(Stored data entries)
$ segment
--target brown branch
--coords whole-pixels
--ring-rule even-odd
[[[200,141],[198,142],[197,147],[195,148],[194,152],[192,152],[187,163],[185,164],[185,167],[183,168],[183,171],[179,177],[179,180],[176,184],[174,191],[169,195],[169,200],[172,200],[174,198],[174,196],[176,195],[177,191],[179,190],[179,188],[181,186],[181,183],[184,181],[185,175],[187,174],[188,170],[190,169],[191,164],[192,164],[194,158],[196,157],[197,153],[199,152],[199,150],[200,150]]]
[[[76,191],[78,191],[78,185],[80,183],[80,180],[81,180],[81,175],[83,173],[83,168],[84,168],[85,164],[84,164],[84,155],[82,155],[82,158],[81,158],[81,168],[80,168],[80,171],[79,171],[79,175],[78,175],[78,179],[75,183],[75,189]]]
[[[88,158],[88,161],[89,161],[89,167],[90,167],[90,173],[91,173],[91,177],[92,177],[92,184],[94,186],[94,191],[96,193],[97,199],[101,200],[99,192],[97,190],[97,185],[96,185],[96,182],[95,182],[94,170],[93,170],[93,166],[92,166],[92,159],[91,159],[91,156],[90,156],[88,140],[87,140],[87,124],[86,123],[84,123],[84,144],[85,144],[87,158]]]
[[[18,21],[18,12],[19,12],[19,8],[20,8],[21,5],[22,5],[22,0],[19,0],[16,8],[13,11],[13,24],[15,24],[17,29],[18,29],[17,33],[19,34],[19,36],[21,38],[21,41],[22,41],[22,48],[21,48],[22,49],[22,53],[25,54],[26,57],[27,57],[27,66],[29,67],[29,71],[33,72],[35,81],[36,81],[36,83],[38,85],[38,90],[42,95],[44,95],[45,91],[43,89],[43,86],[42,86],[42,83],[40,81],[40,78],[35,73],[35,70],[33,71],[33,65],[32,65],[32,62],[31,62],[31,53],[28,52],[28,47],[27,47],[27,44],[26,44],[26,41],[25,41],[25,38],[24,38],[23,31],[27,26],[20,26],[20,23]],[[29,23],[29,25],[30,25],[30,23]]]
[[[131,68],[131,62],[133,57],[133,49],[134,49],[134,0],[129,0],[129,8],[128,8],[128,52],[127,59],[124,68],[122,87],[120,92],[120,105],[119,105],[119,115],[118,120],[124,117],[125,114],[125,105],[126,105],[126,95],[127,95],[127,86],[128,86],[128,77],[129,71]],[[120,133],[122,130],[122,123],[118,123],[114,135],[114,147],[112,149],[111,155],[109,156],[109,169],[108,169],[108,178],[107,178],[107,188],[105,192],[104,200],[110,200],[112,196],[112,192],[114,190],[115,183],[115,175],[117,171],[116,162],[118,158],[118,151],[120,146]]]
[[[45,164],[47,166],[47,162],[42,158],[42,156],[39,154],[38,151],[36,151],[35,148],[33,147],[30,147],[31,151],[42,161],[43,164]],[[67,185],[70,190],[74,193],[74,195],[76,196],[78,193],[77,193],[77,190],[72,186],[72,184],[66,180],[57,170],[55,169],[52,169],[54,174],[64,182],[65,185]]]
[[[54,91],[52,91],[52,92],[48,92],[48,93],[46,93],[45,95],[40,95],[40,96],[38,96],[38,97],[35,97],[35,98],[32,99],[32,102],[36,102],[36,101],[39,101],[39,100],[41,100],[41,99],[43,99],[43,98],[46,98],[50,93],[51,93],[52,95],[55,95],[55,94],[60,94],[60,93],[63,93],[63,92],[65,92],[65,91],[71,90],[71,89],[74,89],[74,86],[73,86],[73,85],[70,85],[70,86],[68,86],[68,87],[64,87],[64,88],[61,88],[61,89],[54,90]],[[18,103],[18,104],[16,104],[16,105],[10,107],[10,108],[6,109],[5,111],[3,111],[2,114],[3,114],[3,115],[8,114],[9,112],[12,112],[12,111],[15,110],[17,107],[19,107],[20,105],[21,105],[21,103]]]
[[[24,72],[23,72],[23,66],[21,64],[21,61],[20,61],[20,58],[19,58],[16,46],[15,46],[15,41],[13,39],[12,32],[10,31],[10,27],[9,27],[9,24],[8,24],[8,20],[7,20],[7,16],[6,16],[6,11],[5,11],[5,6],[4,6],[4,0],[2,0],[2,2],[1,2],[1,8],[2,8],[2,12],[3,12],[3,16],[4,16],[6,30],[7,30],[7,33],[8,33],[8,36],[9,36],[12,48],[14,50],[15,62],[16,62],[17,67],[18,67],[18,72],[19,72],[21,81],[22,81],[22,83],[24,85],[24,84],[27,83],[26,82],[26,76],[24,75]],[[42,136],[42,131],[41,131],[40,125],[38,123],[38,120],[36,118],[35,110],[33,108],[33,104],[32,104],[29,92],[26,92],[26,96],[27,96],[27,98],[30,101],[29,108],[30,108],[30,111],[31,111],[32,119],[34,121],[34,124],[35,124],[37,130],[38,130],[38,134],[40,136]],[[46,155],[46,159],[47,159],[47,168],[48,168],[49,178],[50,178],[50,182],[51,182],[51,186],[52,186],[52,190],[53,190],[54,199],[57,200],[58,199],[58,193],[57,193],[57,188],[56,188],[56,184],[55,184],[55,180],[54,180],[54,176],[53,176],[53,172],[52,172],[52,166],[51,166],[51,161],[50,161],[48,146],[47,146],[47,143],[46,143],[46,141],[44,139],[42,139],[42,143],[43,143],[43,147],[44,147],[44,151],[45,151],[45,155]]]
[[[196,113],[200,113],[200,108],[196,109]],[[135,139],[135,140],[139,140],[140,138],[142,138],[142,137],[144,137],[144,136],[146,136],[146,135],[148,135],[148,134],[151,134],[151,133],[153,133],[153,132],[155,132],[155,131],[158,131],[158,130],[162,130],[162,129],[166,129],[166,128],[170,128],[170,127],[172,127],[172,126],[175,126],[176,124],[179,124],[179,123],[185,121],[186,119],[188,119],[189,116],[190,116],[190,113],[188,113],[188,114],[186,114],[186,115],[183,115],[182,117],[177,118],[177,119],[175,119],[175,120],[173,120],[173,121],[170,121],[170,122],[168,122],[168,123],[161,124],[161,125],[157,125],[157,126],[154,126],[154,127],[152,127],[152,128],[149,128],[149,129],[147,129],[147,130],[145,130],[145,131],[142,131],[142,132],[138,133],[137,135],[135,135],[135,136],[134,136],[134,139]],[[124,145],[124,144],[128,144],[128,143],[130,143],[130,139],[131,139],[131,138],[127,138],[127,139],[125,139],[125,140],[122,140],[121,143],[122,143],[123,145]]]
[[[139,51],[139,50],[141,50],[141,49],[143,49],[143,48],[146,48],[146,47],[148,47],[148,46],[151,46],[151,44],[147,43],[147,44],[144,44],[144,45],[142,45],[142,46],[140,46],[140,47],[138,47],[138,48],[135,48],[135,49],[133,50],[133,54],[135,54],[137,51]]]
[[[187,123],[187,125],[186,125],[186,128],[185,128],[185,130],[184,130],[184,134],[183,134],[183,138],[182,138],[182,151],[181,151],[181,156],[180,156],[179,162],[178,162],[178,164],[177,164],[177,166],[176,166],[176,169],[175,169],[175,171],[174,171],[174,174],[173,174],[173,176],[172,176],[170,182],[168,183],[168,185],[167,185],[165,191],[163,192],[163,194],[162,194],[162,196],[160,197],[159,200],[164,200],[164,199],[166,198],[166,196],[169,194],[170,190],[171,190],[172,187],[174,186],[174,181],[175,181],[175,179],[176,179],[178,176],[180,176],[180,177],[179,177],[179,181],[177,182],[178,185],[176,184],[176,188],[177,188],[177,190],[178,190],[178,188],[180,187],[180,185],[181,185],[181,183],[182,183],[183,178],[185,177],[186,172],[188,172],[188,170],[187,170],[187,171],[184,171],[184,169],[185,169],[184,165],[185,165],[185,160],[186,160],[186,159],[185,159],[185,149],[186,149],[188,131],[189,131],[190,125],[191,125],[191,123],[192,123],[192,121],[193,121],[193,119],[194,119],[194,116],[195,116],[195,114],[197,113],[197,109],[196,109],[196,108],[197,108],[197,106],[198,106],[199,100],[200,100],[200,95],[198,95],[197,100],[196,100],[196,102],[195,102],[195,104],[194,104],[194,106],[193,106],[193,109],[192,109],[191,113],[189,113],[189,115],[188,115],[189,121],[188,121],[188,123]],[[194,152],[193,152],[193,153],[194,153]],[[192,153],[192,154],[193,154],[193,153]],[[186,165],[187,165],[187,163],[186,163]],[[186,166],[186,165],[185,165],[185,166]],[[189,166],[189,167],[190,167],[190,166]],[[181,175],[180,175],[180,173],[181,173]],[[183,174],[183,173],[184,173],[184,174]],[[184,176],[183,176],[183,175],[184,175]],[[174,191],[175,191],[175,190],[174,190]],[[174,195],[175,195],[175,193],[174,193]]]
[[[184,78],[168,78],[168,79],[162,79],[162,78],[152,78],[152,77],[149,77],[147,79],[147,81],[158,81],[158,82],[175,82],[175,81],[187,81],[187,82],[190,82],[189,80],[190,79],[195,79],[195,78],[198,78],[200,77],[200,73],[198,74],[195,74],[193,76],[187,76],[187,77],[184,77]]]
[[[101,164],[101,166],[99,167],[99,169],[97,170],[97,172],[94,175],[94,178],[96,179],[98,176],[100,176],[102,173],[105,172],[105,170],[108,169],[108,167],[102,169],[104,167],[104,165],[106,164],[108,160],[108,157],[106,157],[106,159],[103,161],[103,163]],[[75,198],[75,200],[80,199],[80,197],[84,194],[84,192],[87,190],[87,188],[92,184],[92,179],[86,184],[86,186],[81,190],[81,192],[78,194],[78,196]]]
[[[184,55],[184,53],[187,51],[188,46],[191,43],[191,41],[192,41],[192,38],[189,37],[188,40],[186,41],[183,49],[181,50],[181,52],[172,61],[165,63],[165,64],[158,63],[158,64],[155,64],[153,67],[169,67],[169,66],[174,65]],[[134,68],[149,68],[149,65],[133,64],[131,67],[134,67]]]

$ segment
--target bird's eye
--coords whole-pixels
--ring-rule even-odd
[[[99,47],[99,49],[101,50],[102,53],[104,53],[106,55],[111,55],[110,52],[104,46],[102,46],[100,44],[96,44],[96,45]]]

PROMPT: From the line holding "--target bird's eye" to the last line of the records, quote each line exactly and add nothing.

TASK RESPONSE:
--target bird's eye
--coords whole-pixels
--ring-rule even-odd
[[[99,47],[99,49],[101,50],[102,53],[104,53],[106,55],[111,55],[110,52],[104,46],[102,46],[100,44],[96,44],[96,45]]]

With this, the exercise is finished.